▶ [SET PROBLEM] Print the section of the passage on knowledge and suffering from "Same thing with" to "be no triumphs." word for word.

-- BEGIN SUPPLIED PASSAGE --

Yes, and for very good reasons. The idea that our knowledge, our version of reality is something that reality is supposed to obey is completely ridiculous and has been refuted endlessly. All Plato provided the world with was dry, computable 'knowledge'. That reality doesn't have to follow this 'knowledge' never occured to him, or to Aristotle, and their intellectual heirs would set up an entire tradition based on this completely nonsensical idea.

Same thing with the moral tradition of the Abrahamic religions and the one you can find in Buddhism. Nothing in reality commands that he should eliminate all suffering from the world, and then the Kingdom of God will come about, quite the opposite. What we see in reality (and what the Greeks and the Romans understood pretty well) is that disorder, strife and suffering are essential elements of existence, elements without which no one can thrive or do well. To put it simply, without sorrow there can be no joy, and without suffering there can be no triumphs.

-- END SUPPLIED PASSAGE --
-- BEGIN ITEMS --

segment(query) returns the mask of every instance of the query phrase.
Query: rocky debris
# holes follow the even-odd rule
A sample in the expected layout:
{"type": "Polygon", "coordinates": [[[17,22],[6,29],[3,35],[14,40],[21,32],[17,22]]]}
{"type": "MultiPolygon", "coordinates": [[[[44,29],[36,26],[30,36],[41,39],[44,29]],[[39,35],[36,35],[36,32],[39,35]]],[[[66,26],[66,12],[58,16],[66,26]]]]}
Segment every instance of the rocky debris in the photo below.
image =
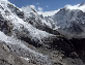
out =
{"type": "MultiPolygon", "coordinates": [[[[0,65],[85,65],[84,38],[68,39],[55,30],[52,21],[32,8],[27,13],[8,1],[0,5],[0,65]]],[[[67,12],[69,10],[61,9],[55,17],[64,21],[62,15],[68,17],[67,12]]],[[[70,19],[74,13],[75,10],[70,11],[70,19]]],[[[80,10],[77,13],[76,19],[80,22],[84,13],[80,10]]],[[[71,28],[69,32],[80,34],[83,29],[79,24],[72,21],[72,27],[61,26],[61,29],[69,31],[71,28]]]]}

-- END ITEMS --

▶ [ANSWER TO THE PROBLEM]
Same thing with the moral tradition of the Abrahamic religions and the one you can find in Buddhism. Nothing in reality commands that he should eliminate all suffering from the world, and then the Kingdom of God will come about, quite the opposite. What we see in reality (and what the Greeks and the Romans understood pretty well) is that disorder, strife and suffering are essential elements of existence, elements without which no one can thrive or do well. To put it simply, without sorrow there can be no joy, and without suffering there can be no triumphs.